> _What needs to be done_: In your copy, reproduce the entries exactly as they are, minus the images.

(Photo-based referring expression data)
= = = = = = =
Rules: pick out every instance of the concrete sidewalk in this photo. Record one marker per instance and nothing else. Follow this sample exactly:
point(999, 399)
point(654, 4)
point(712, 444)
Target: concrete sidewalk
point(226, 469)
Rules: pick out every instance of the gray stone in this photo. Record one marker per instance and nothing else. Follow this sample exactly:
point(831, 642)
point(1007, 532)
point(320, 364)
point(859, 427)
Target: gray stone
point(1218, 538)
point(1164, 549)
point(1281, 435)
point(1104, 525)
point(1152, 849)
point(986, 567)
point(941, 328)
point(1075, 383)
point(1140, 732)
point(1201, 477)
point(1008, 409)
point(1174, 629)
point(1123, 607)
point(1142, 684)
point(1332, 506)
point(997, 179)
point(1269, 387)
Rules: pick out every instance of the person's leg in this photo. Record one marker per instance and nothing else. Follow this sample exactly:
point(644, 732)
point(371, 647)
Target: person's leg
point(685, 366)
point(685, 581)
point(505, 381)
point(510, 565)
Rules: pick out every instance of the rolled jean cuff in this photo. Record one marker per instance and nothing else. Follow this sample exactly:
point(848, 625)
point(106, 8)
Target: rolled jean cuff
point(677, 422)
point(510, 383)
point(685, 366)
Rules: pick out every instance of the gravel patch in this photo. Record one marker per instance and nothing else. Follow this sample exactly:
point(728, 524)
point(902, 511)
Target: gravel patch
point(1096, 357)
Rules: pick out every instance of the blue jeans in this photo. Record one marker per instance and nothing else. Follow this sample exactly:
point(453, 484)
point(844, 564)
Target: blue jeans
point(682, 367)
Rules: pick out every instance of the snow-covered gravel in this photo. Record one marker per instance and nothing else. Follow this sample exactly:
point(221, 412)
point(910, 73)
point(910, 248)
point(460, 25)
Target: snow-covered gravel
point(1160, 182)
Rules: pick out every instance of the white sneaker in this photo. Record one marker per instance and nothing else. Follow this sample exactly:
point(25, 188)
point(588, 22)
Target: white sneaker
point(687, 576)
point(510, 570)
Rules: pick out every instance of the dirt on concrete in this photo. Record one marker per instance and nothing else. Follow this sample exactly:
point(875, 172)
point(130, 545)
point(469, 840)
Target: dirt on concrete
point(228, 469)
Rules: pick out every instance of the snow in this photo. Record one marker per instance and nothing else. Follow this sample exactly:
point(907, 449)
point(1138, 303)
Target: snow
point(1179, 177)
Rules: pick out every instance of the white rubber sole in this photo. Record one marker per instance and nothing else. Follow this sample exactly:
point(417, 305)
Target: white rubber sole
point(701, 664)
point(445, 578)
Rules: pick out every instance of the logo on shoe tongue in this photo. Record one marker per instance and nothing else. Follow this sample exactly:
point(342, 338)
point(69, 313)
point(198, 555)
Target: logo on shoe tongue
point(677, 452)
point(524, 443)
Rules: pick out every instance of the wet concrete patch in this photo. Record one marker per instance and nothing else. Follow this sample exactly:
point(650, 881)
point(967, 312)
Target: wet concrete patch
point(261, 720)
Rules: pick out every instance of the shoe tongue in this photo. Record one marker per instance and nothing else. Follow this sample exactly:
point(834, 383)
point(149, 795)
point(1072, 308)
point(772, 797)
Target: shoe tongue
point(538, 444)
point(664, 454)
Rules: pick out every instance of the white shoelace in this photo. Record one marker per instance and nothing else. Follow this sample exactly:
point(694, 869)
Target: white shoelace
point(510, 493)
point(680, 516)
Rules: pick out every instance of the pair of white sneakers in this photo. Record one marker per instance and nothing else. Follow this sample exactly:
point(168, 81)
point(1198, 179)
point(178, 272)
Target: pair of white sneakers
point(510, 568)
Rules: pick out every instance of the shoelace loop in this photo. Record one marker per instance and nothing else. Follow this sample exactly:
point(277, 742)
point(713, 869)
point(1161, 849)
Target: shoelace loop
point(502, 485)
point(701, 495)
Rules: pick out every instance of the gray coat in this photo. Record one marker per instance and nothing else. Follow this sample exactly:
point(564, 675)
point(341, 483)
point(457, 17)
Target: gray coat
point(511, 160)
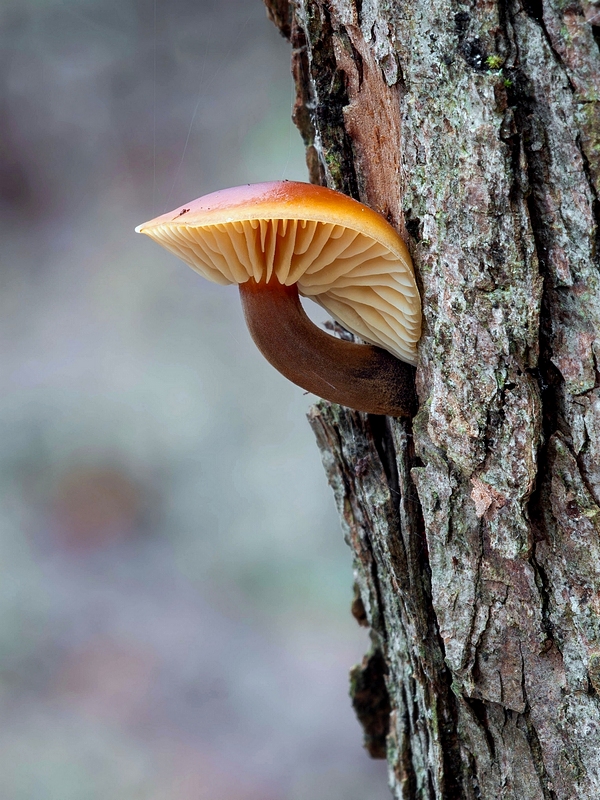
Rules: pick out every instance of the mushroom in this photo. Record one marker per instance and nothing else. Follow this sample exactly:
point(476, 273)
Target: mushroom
point(278, 240)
= = = = = = =
> _Answer to the problem_:
Rules: pick out every instance of the concrete sidewalk in this photo. Record one marker per instance and nothing else. Follow this sample exactly:
point(999, 399)
point(654, 4)
point(712, 444)
Target: concrete sidewalk
point(226, 469)
Rules: pick out every instance of the gray stone in this photo. Record one marker per instance and nothing else. Follow this sample exactly:
point(831, 642)
point(1007, 532)
point(320, 364)
point(859, 427)
Target: gray stone
point(1218, 538)
point(1164, 549)
point(1281, 435)
point(1104, 525)
point(1152, 849)
point(986, 567)
point(941, 328)
point(1075, 383)
point(1140, 732)
point(1201, 477)
point(1008, 409)
point(1174, 629)
point(1123, 607)
point(1142, 684)
point(1332, 506)
point(997, 179)
point(1269, 387)
Rules: pick out every instance of the person's leg in this photo. Record one marker per instance and nothing else. Follow this sample exactly:
point(644, 732)
point(371, 647)
Target: person's leg
point(685, 366)
point(685, 581)
point(505, 381)
point(510, 565)
Rules: pick out every instance of the rolled jean cuff in this photo. Record one marker per instance and nothing else. Follow this sample exactly:
point(848, 625)
point(106, 8)
Target: rolled jean cuff
point(677, 422)
point(510, 383)
point(685, 366)
Rules: pick out every instance of the gravel patch in this photo. Record one marker per instance and nothing else. Follow this sample exactly:
point(728, 524)
point(902, 511)
Target: gravel patch
point(1096, 357)
Rules: pick out every instance of the blue jeans in this photo. Record one marker per instance and nothing else. Follow this sample exactly:
point(453, 484)
point(844, 564)
Target: blue jeans
point(682, 367)
Rules: pick out every instance of the snow-covered gravel in this photo. Record one marker per instance and nothing else. Follow this sample exactly:
point(221, 412)
point(910, 73)
point(910, 248)
point(460, 25)
Target: snow-covered gravel
point(1160, 182)
Rules: pick out every instance of the white sneaker in this photo. Record one marker per instance and nothing else. Follow this sample exactly:
point(25, 188)
point(588, 22)
Target: white sneaker
point(687, 576)
point(510, 570)
Rules: pick out every instance of the dirt on concrete in this photo. Record one marker per instance and nothing else. Follow this sample exactly:
point(875, 172)
point(130, 545)
point(469, 840)
Target: dirt on concrete
point(228, 469)
Rules: pick out every instance of the snow in this photo. Record one marker per instance and nothing else. Follow this sample exactly:
point(907, 449)
point(1138, 303)
Target: snow
point(1179, 177)
Rules: pick out every instance of the white rubber sole in this photo. Record one marker per instance and nothing else. Follow this sample exactly:
point(417, 305)
Target: white rubber sole
point(701, 664)
point(445, 578)
Rules: pick out every instance of the logo on shoe tongue in this photo. Record one marker per instance and nothing else. Follow this sample exactly:
point(342, 338)
point(69, 313)
point(198, 555)
Target: logo on shoe tongue
point(677, 452)
point(524, 443)
Rules: pick out every instance of the wet concrete patch in this photo. Record one marker per instance and nothing else. Follow this sample exactly:
point(650, 881)
point(967, 312)
Target: wet concrete patch
point(261, 720)
Rules: pick out every instance of the shoe tongue in this photo. Record one marker per instance and nothing else. Follow this sample exactly:
point(834, 383)
point(149, 795)
point(1072, 308)
point(772, 797)
Target: shoe tongue
point(538, 444)
point(664, 454)
Rules: pick out every instance of the white shoelace in this photo. Record one marker per instance and nothing else. Follow this sample exactly:
point(694, 869)
Target: white shoelace
point(510, 493)
point(680, 516)
Rules: pick out every instance of the pair of white sneakers in this photo. Record one marker per instance and nothing else. Follow this sample exactly:
point(168, 81)
point(1198, 179)
point(178, 272)
Target: pair of white sneakers
point(510, 568)
Rules: pick out every instance of the shoelace loop in this photo. Record one marker per instance and nothing else. Follow this sample exactly:
point(277, 742)
point(713, 869)
point(1161, 849)
Target: shoelace loop
point(502, 485)
point(701, 495)
Rules: pick out every instance of the gray coat in this photo. Record one marker per instance and nothing else. Follow this sample exactly:
point(564, 675)
point(341, 483)
point(457, 17)
Target: gray coat
point(511, 160)
Rules: pick out every instance of the mushroom in this photo. Record one marker per instance and nothing else. Follow this sample exactly:
point(476, 273)
Target: mushroom
point(278, 240)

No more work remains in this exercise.